> _Texte à lire_:
Il vit sans voiture… à Los Angeles. Si bien qu’Alexis Chenu connaît la Cité des Anges comme personne. Depuis 2020, il sillonne cette ville à pied, en bus, en métro, en taxi, à vélo… « Ça ouvre l’esprit », assure-t-il. S’il laisse souvent perplexes bien des Californiens, la maison Louis Vuitton lui a confié la rédaction en chef de son City Guide consacré à L.A. Puis celle du volume ciblé sur San Francisco. Une marque de reconnaissance pour ce journaliste de 47 ans, électron libre, tête chercheuse, fouineur, dénicheur, qui se dit « l’âme voyageuse » : « Je n’ai pas d’attache. Je passe 150 nuits par an à l’hôtel. Mon empreinte carbone est un désastre ! »

Picardie, Astaffort et rue Campagne Première…

Très tôt, Alexis Chenu a voulu devenir journaliste. À 7 ans, il réalisait un fanzine, en plusieurs exemplaires « recopiés à la main », qu’il vendait dans le village de Picardie où il a grandi. Puis, direction la Sorbonne, où il va décrocher un master en histoire-géographie. « J’ai toujours vu Paris comme une ville liée au travail. Je l’aime pour son foisonnement et sa culture, mais je ne m’y sens pas à ma place », confie-t-il tout en commandant un chocolat chaud au bar du Lutetia. Son premier job ? Ce sera au milieu des années 2000, dans la presse gratuite. Ses confrères le regardent un brin de travers : ne pas payer pour s’informer, c’est alors impensable… Les journaux auxquels il collabore s’intitulent Femme en ville et Homme en ville. La salle de rédac’ se situe à Astaffort, dans le Lot-et-Garonne. Alexis Chenu ne coche aucune case du journaleux branchouille du moment. Il s’en moque. Durant deux ans, il va apprendre, découvrir, écrire, bouger, voyager, avant de rejoindre la rue Campagne Première, à Paris, où il va intégrer la rédaction du magazine Têtu. Il a 28 ans. On lui confie les pages « voyage » et « cuisine ». Les sujets dont il se souvient encore ? « Mon reportage à Lausanne, dans le plus grand sauna gay d’Europe, et celui dans un camping gay du Sud-Ouest de la France… » Des immersions de plusieurs jours. Pour voir. Pour savoir. Pour raconter.

> _Consigne_: Poursuivez le portrait du journaliste Alexis Chenu ci-dessus en reprenant après sa dernière phrase.

> _Entrées fournies_:

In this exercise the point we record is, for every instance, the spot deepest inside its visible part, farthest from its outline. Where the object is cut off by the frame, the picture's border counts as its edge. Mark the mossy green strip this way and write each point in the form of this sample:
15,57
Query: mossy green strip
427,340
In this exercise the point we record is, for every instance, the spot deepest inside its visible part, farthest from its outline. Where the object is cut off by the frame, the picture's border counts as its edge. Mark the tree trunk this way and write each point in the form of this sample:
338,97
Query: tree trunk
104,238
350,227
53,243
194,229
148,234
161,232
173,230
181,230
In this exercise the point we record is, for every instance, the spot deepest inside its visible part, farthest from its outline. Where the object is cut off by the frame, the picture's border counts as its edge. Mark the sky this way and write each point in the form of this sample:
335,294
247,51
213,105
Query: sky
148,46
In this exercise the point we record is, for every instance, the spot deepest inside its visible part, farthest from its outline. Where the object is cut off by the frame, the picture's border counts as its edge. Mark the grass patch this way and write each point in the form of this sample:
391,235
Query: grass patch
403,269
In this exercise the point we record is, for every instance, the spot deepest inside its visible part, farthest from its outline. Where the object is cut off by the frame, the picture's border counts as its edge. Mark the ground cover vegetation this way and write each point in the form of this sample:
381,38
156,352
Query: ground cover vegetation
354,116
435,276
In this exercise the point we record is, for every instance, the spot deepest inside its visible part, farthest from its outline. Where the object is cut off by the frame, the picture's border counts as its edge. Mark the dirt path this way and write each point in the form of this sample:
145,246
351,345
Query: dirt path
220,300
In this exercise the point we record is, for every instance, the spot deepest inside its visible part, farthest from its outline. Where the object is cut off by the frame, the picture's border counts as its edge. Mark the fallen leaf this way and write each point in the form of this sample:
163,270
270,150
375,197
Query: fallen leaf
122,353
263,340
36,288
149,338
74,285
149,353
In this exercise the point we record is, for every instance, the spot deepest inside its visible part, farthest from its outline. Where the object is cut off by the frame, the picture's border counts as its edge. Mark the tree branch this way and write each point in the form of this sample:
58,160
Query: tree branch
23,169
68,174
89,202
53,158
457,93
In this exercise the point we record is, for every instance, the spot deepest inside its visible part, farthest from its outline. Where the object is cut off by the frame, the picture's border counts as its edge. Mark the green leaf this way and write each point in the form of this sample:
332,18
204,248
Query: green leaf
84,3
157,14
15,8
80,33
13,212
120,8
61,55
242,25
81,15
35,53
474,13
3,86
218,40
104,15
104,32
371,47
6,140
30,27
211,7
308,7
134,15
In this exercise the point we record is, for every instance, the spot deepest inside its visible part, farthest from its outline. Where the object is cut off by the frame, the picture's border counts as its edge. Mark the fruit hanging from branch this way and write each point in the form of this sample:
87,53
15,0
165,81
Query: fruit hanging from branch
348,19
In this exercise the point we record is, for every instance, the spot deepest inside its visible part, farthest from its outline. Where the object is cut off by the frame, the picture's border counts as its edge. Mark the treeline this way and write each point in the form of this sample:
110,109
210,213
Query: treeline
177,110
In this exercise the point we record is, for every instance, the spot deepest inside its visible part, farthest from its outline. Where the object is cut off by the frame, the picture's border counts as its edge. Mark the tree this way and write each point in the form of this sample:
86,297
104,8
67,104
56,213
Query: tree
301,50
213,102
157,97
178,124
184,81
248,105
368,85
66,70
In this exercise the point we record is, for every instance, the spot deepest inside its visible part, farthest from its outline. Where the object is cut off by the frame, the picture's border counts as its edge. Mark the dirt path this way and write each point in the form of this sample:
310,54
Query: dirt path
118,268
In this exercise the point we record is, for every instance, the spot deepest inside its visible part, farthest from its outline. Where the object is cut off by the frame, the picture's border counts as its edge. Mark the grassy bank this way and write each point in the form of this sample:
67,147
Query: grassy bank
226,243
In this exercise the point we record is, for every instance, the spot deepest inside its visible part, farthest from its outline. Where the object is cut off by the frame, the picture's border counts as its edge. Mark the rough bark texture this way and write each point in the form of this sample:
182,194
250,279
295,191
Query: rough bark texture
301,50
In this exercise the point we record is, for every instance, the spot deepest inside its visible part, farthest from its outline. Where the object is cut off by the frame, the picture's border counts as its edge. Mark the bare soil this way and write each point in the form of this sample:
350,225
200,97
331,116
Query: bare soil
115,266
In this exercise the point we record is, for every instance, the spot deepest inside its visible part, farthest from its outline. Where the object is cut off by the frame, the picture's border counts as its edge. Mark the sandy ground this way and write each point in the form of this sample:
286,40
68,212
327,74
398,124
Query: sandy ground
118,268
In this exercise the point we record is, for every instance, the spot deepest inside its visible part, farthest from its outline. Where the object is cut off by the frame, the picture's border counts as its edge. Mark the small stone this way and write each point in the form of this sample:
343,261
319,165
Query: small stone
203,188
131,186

> _Votre réponse_:
Chenu, le chineur

Quatre années chez Têtu et une courte expérience à Télé Star, ça booste un carnet d’adresses. Lorsqu’Alexis Chenu se lance en freelance, à l’orée des années 2010, il trouve des piges dans des titres tels que Glamour, Le Nouvel Observateur, Le Parisien, The Good Life, Numéro… Ses domaines de prédilection : la mode, le voyage, les hôtels, les restos, le design… Il opère. On le repère. À commencer par le journaliste Pierre Leonforte, qui le sollicite pour collaborer au City Guide Louis Vuitton consacré à Paris. La mission de Chenu, le chineur ? « Chercher la rareté, dénicher la singularité, défricher là où peu s’aventurent, dans les secteurs de la mode et de la nuit. » Il va ainsi plancher sur une dizaine d’éditions du guide parisien, participer au City Guide consacré à Arles et signer quelques chapitres de la version new yorkaise. Parce que depuis l’adolescence, il passe près de trois mois par an aux États-Unis, à New York et Washington notamment, où réside une partie de sa famille. « Je n’ai jamais cessé d’aller aux USA. Si bien que je me suis marié deux fois, avec des Américains ! »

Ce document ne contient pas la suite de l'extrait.